» **EXERCISE OBJECTIVE**:
Please retype the data in full, exactly as given.

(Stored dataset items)
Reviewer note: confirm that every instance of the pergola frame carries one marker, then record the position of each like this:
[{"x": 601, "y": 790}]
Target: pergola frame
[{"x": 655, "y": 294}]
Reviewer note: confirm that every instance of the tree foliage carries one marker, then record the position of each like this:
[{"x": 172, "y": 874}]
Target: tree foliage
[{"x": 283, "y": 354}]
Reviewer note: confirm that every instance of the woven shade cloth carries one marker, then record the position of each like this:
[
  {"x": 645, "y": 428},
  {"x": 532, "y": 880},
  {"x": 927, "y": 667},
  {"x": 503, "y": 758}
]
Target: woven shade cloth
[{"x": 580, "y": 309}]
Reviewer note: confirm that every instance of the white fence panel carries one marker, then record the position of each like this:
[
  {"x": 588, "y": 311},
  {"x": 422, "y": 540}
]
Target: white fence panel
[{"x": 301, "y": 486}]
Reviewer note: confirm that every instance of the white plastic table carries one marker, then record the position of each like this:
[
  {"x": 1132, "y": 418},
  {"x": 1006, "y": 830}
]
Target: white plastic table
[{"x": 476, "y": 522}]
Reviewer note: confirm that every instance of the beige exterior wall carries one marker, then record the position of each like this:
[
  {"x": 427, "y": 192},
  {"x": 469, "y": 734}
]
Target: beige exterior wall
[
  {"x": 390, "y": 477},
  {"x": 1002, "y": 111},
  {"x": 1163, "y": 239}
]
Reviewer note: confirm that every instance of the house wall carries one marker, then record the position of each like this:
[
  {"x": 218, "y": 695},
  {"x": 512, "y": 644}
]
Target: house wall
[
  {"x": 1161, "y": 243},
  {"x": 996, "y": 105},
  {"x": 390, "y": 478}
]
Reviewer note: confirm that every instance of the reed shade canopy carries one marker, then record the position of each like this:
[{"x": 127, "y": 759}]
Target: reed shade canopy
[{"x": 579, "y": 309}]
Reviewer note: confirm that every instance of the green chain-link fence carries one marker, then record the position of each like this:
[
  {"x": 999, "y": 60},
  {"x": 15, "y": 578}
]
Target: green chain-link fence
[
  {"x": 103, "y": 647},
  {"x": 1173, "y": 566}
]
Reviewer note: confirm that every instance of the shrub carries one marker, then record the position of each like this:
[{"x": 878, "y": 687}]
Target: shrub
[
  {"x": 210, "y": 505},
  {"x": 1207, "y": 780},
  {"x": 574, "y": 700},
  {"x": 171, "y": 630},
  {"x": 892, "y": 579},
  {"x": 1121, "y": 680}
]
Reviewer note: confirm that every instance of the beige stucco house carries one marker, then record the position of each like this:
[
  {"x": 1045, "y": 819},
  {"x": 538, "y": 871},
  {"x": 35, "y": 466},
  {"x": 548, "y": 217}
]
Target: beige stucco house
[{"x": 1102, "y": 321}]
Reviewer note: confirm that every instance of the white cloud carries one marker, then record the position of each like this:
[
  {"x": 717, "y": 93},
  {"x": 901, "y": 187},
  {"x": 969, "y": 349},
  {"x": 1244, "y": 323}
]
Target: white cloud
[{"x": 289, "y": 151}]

» **PROBLEM SOLUTION**:
Reviewer note: confirm that every instance of the pergola frame carries one marker, then record the position of each like this:
[{"x": 601, "y": 790}]
Target: pergola frame
[{"x": 655, "y": 294}]
Reviewer note: confirm that every instance of the tree foliage carries one marker, then record the position of each like this:
[{"x": 172, "y": 874}]
Target: tree foliage
[{"x": 283, "y": 354}]
Reviewer note: confirm that every instance of the woven shade cloth carries one marker, then record the position of each like this:
[
  {"x": 645, "y": 428},
  {"x": 532, "y": 880},
  {"x": 927, "y": 667},
  {"x": 503, "y": 758}
]
Target: woven shade cloth
[{"x": 580, "y": 309}]
Reviewer note: confirm that every instance of the white fence panel carries one marker, then record the position of each like this:
[
  {"x": 588, "y": 311},
  {"x": 422, "y": 540}
]
Target: white fence panel
[{"x": 301, "y": 486}]
Reviewer note: confirm that every instance of the white plastic table carries one marker, then record the position of each like this:
[
  {"x": 1132, "y": 418},
  {"x": 1006, "y": 830}
]
Target: white plastic table
[{"x": 476, "y": 522}]
Reviewer note: confirm that every instance of the beige exterior wall carries one marker, then record the position of each like this:
[
  {"x": 427, "y": 192},
  {"x": 469, "y": 734}
]
Target: beige exterior wall
[
  {"x": 390, "y": 477},
  {"x": 1002, "y": 111},
  {"x": 1163, "y": 239}
]
Reviewer note: confirm that every instance of the house wall carries one marker, then record the position of each like this:
[
  {"x": 218, "y": 695},
  {"x": 512, "y": 644}
]
Target: house wall
[
  {"x": 1161, "y": 243},
  {"x": 996, "y": 105},
  {"x": 390, "y": 478}
]
Reviewer note: confirm that every instance of the reed shade canopy carries one marker, then record the position of each like this:
[{"x": 127, "y": 759}]
Target: reed shade canopy
[{"x": 579, "y": 309}]
Reviewer note: confirm that every instance of the green chain-link fence carries one marker, then record the position of each like this:
[
  {"x": 999, "y": 60},
  {"x": 15, "y": 578}
]
Target: green chain-link fence
[
  {"x": 103, "y": 647},
  {"x": 1173, "y": 566}
]
Reviewer note: confirm that every instance of the shrub carries one marker, then record the position of each like this:
[{"x": 878, "y": 687}]
Target: shrub
[
  {"x": 210, "y": 505},
  {"x": 1207, "y": 780},
  {"x": 574, "y": 700},
  {"x": 171, "y": 630},
  {"x": 892, "y": 579},
  {"x": 1121, "y": 680}
]
Reviewer note: confirm that every instance of the beige stucco house carries one marker, then record the position of each like this:
[
  {"x": 1045, "y": 819},
  {"x": 538, "y": 871},
  {"x": 35, "y": 466},
  {"x": 548, "y": 217}
]
Target: beige stucco house
[{"x": 1102, "y": 321}]
Reviewer note: confirm that every instance of the white cloud carries one marker, then record the position of each like this:
[
  {"x": 717, "y": 93},
  {"x": 901, "y": 187},
  {"x": 969, "y": 349},
  {"x": 1244, "y": 323}
]
Target: white cloud
[{"x": 289, "y": 151}]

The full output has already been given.